■ **Set tasks**
1 > In the Oracle Pacemaker cluster guide, what IP address does the iSCSI storage server have?
2 > Pick up the Oracle Pacemaker cluster guide after its final line and keep writing it.

■ **Passage provided**
## START

Pages

Oracle 19c Pacemaker Cluster

RHEL/CentOS 8 | iSCSI Shared Storage | Automated Oracle Failover

Building bulletproof Oracle HA doesn't need expensive hardware. Pacemaker + Corosync on Linux gives you production-grade failover for ~$0. This guide walks through a 2-node cluster with iSCSI, LVM, VIP, and full Oracle stack.

Your cluster:
indrxlora01  192.168.10.91  ← Node 1
indrxlora02  192.168.10.92  ← Node 2  
oradb-vip    192.168.10.93  ← Oracle VIP (floats between nodes)
storage      192.168.10.20  ← iSCSI server

1. iSCSI Shared Storage
On Storage Server (192.168.10.20)
sudo dnf install -y targetcli lvm2
sudo vgcreate datavg /dev/sdb
sudo lvcreate -L 50G -n oradisk01 datavg
sudo lvcreate -L 50G -n oradisk02 datavg

# Expose via iSCSI
sudo targetcli
/backstores/block create ora_LUN01 /dev/datavg/oradisk01
/backstores/block create ora_LUN02 /dev/datavg/oradisk02
/iscsi create iqn.2026-02.ppc.com:oraservers
/iscsi/iqn.2026-02.ppc.com:oraservers/tpg1/luns create /backstores/block/ora_LUN01
/iscsi/iqn.2026-02.ppc.com:oraservers/tpg1/luns create /backstores/block/ora_LUN02
/iscsi/iqn.2026-02.ppc.com:oraservers/tpg1/acls create iqn.2026-02.ppc.com:indrxlora01
/iscsi/iqn.2026-02.ppc.com:oraservers/tpg1/acls create iqn.2026-02.ppc.com:indrxlora02
saveconfig

On Both Cluster Nodes
sudo dnf install -y iscsi-initiator-utils
echo "InitiatorName=iqn.2026-02.ppc.com:indrxlora01" | sudo tee /etc/iscsi/initiatorname.iscsi
sudo systemctl enable --now iscsid
sudo iscsiadm --mode discoverydb --type sendtargets --portal 192.168.10.20 --discover
sudo iscsiadm -m node --login
lsblk  # See /dev/sdb appear!

Pro tip: Node1 uses indrxlora01 IQN, Node2 uses indrxlora02.

2. Pacemaker Cluster Setup
On BOTH nodes:
sudo dnf install -y pcs pacemaker corosync
sudo systemctl enable --now pcsd
echo "secure_password" | sudo passwd --stdin hacluster

On Node1 only:
# Authenticate nodes
sudo pcs cluster auth indrxlora01 indrxlora02 -u hacluster -p secure_password

# Create cluster
sudo pcs cluster setup --start --name oracleha indrxlora01 indrxlora02

# Enable & start
sudo pcs cluster enable --all
sudo pcs property set stonith-enabled=false  # LAB ONLY
sudo pcs status

You should see: Cluster name: oracleha, 2 nodes online.

## END

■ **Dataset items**
## START

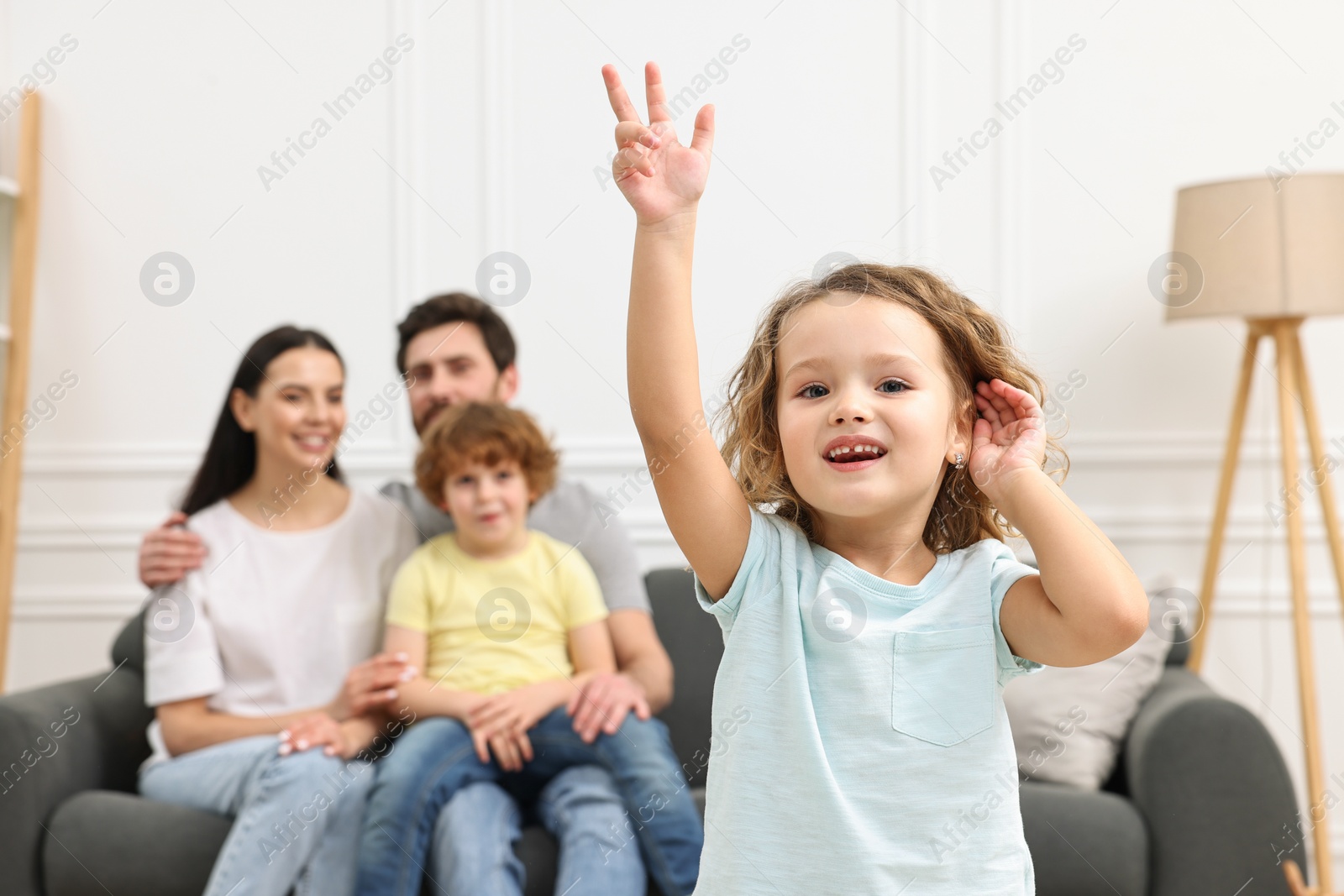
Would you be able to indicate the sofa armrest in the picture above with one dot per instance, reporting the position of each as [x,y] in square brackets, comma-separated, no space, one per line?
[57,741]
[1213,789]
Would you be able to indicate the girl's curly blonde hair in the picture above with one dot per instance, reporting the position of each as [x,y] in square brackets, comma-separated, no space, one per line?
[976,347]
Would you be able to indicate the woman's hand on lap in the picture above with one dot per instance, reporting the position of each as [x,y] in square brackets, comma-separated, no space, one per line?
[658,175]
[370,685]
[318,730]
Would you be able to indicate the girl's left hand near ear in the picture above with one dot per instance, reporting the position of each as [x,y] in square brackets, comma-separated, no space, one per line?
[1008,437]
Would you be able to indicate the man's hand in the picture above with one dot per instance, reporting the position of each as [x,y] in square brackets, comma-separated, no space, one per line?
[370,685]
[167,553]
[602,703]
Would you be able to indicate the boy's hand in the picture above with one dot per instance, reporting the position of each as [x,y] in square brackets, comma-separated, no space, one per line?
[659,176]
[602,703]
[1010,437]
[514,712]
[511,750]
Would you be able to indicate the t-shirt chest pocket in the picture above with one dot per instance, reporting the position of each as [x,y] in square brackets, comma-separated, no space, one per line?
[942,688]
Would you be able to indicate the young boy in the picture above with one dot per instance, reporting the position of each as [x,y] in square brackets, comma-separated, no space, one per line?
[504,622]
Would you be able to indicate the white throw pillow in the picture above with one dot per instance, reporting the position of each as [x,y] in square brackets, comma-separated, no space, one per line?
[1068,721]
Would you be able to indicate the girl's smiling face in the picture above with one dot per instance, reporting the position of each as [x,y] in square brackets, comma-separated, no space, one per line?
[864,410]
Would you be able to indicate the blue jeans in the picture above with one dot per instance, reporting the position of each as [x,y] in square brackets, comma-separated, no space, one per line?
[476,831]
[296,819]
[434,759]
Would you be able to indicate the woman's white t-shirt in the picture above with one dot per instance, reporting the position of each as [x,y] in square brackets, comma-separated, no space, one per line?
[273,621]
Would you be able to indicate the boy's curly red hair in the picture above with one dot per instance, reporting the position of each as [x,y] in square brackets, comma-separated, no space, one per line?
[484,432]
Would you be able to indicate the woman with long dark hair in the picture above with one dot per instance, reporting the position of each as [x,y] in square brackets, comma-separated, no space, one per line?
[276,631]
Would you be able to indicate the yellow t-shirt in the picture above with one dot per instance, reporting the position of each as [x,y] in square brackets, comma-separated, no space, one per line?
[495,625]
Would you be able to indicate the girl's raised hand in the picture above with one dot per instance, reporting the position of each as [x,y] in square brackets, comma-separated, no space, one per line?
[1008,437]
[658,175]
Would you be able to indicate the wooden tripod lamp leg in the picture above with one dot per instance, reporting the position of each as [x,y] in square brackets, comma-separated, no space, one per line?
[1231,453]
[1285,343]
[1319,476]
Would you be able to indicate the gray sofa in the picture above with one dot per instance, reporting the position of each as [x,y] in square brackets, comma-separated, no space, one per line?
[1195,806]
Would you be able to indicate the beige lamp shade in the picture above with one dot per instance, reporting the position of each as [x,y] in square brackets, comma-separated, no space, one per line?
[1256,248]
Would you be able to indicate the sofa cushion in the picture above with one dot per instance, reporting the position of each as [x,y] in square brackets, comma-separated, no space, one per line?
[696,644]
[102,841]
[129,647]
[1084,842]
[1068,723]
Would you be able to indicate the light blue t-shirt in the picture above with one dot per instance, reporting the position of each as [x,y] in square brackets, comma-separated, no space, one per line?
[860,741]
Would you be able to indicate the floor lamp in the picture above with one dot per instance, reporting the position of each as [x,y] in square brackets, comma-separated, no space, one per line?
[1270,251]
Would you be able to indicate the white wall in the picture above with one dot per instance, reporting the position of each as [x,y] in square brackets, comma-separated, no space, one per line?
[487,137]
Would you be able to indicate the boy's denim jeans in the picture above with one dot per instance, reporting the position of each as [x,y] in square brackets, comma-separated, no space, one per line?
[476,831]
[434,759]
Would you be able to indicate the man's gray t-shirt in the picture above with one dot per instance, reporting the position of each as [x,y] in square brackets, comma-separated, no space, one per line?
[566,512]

## END

■ **Answers to each task**
1 > 192.168.10.20

2 >
3. LVM for HA Storage
On BOTH nodes - Edit /etc/lvm/lvm.conf:
sudo sed -i "s/# activation {/activation {/" /etc/lvm/lvm.conf
sudo sed -i "s/# *auto_activation_volume_list/auto_activation_volume_list/" /etc/lvm/lvm.conf
echo 'auto_activation_volume_list = [ "@pacemaker" ]' | sudo tee -a /etc/lvm/lvm.conf
echo 'use_lvmetad = 1' | sudo tee -a /etc/lvm/lvm.conf  
echo 'use_lvmlockd = 1' | sudo tee -a /etc/lvm/lvm.conf

# Filter ONLY shared storage
sudo sed -i 's/# *filter =.*$/filter = [ "a|\\/dev\\/sdb|", "r|.*|" ]/' /etc/lvm/lvm.conf

Create HA VG/LV (Node1):
sudo vgcreate vg01 /dev/sdb --addtag pacemaker
sudo lvcreate -L 15G -n lvol01 vg01 --addtag pacemaker
sudo mkfs.xfs /dev/vg01/lvol01
sudo mkdir /u01
sudo vgchange -an vg01  # Pacemaker activates this

Create LVM resource:
sudo pcs resource create vg01 LVM volgrpname=vg01 exclusive=true \
  op monitor interval=30s timeout=60s

4. VIP + Filesystem
# Virtual IP (Oracle client connects here)
sudo pcs resource create oradb-vip IPaddr2 ip=192.168.10.93 cidr_netmask=24 nic=eth0 \
  op monitor interval=10s

# Oracle filesystem  
sudo pcs resource create u01-filesys Filesystem device="/dev/vg01/lvol01" directory="/u01" \
  fstype="xfs" op monitor interval=20s

# Group them (failover together)
sudo pcs resource group add oracleha oradb-vip vg01 u01-filesys

5. Oracle Resources (Listener + Database)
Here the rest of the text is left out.